- **EXERCISE OBJECTIVE**: Render the entries between the line holding "# point at: the countertop" and the line holding "(1272, 675)", inclusive, as a numbered list with blank lines omitted. Leave the pictures out of the answer.

- **MATERIAL PROVIDED**:
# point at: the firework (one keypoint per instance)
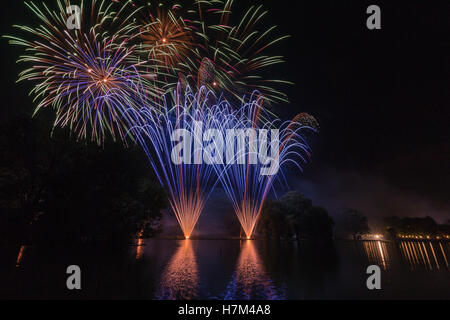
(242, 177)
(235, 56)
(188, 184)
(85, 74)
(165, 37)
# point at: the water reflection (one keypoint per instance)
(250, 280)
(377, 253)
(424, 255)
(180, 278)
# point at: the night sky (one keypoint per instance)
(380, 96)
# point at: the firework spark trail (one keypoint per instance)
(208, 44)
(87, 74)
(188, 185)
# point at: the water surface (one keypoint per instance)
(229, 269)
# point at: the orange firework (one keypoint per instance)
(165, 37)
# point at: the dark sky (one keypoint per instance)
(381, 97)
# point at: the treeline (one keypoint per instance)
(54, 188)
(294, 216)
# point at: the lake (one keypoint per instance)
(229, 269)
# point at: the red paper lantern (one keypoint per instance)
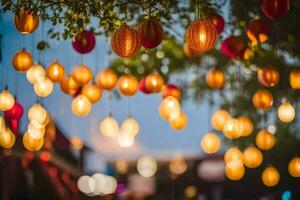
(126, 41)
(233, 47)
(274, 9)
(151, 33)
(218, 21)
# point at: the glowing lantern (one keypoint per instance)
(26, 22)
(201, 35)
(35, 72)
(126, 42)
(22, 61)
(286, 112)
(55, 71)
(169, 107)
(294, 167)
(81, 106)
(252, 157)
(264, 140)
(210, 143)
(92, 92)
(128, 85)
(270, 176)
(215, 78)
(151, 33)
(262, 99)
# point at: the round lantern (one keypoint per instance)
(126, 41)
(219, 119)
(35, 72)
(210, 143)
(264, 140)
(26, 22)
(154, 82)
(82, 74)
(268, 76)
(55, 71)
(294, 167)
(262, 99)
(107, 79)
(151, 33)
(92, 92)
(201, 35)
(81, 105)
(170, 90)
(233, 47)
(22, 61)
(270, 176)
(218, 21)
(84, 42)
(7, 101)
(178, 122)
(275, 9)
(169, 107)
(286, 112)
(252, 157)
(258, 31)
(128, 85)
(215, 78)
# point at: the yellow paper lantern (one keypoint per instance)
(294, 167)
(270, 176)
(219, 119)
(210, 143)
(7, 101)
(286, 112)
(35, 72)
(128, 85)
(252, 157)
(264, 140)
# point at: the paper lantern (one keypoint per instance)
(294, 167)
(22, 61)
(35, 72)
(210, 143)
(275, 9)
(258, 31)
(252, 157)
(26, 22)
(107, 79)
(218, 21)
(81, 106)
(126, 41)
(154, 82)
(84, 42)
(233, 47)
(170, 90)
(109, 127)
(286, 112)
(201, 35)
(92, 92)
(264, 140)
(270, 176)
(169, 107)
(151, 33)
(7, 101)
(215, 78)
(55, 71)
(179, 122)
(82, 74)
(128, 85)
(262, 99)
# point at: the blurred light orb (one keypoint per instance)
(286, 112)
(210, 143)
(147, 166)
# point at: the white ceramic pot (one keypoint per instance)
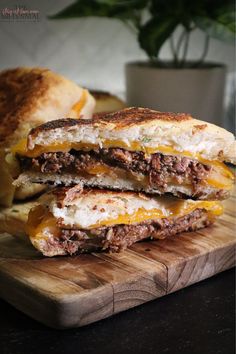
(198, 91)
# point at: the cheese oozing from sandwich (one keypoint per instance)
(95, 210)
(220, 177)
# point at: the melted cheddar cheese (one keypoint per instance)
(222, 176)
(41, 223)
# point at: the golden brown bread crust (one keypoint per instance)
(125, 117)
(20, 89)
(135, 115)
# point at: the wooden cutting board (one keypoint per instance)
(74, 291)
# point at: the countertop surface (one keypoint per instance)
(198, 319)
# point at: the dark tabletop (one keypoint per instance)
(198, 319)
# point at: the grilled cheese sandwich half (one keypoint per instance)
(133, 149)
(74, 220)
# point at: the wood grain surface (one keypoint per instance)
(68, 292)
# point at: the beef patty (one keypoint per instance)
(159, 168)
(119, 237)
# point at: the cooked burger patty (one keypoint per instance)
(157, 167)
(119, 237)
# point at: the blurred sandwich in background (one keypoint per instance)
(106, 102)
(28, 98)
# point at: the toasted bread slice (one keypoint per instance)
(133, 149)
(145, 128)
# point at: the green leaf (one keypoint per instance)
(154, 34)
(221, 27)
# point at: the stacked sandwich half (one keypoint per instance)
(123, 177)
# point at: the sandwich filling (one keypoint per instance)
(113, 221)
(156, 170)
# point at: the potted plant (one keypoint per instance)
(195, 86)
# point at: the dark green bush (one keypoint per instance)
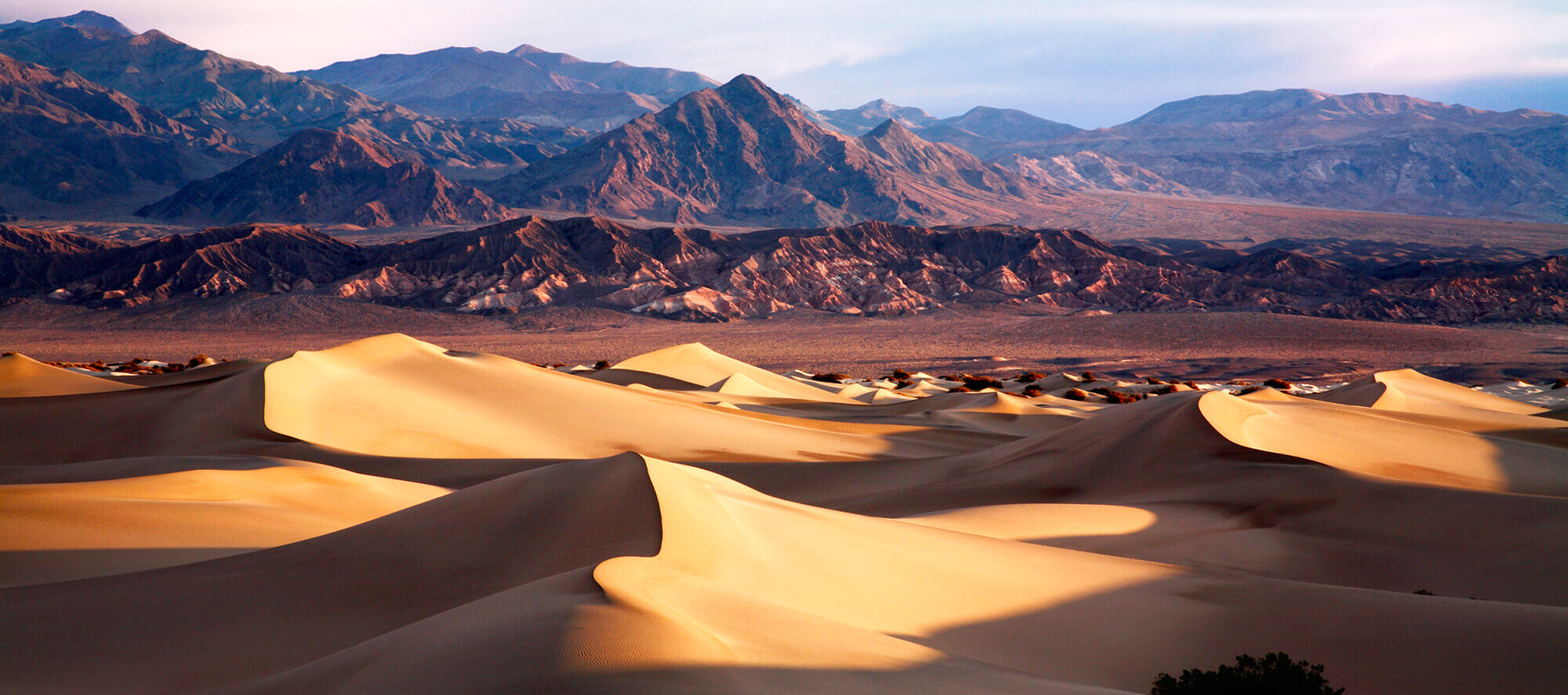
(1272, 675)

...

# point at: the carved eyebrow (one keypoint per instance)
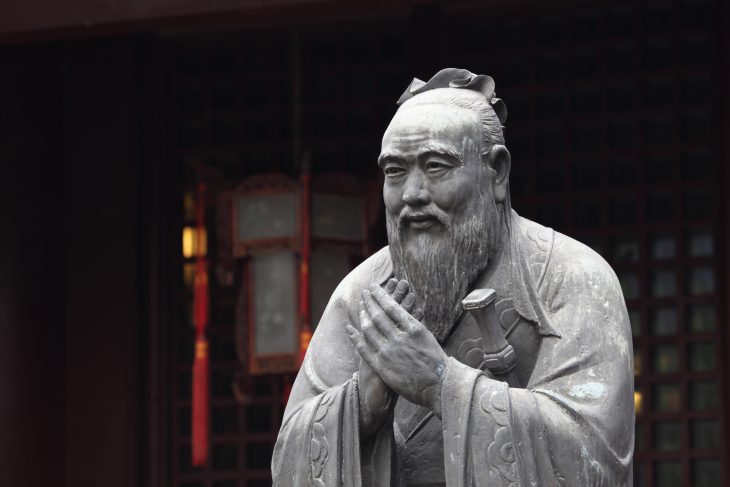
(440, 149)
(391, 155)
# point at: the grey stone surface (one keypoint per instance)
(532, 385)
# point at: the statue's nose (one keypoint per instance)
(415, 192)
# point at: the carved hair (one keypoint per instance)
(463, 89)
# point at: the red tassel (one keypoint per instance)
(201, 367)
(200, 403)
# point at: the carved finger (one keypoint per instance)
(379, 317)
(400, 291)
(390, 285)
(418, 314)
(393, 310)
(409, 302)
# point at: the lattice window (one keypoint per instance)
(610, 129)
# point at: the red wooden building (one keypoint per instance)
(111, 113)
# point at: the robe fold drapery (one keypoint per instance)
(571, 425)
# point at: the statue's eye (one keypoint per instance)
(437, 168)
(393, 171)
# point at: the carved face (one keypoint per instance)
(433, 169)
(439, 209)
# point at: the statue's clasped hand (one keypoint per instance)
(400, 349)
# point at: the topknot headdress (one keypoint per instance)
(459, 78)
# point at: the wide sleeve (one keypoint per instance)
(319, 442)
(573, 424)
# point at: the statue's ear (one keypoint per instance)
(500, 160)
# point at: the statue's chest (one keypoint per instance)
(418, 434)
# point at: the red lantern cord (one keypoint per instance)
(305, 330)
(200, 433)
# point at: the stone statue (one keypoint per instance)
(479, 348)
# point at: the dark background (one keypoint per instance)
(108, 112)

- **SOLUTION TO THIS PROBLEM**:
1. # point at: the countertop surface (one keypoint per instance)
2. (198, 319)
3. # point at: the dark tabletop (one keypoint per instance)
4. (198, 319)
5. # point at: the grilled cheese sandwich half (one keypoint per instance)
6. (133, 149)
7. (74, 220)
8. # point at: the wood grain surface (one keypoint per instance)
9. (68, 292)
10. # point at: the beef patty (one keypoint per instance)
11. (159, 168)
12. (119, 237)
13. # point at: the cooked burger patty (one keypoint per instance)
14. (157, 167)
15. (119, 237)
16. # point at: the blurred sandwich in background (one keypoint per instance)
17. (106, 102)
18. (28, 98)
19. # point at: the toasted bread slice (one keypoint per instance)
20. (133, 149)
21. (145, 128)
22. # point at: the green leaf (one keypoint per instance)
23. (154, 34)
24. (221, 27)
25. # point at: the stacked sandwich half (one keypoint per instance)
26. (123, 177)
27. # point at: the sandwich filling (one keypoint per instance)
28. (113, 221)
29. (156, 170)
30. # point at: the potted plant (one keypoint per instance)
31. (195, 86)
32. # point at: the dark green bush (one keypoint per instance)
33. (1272, 675)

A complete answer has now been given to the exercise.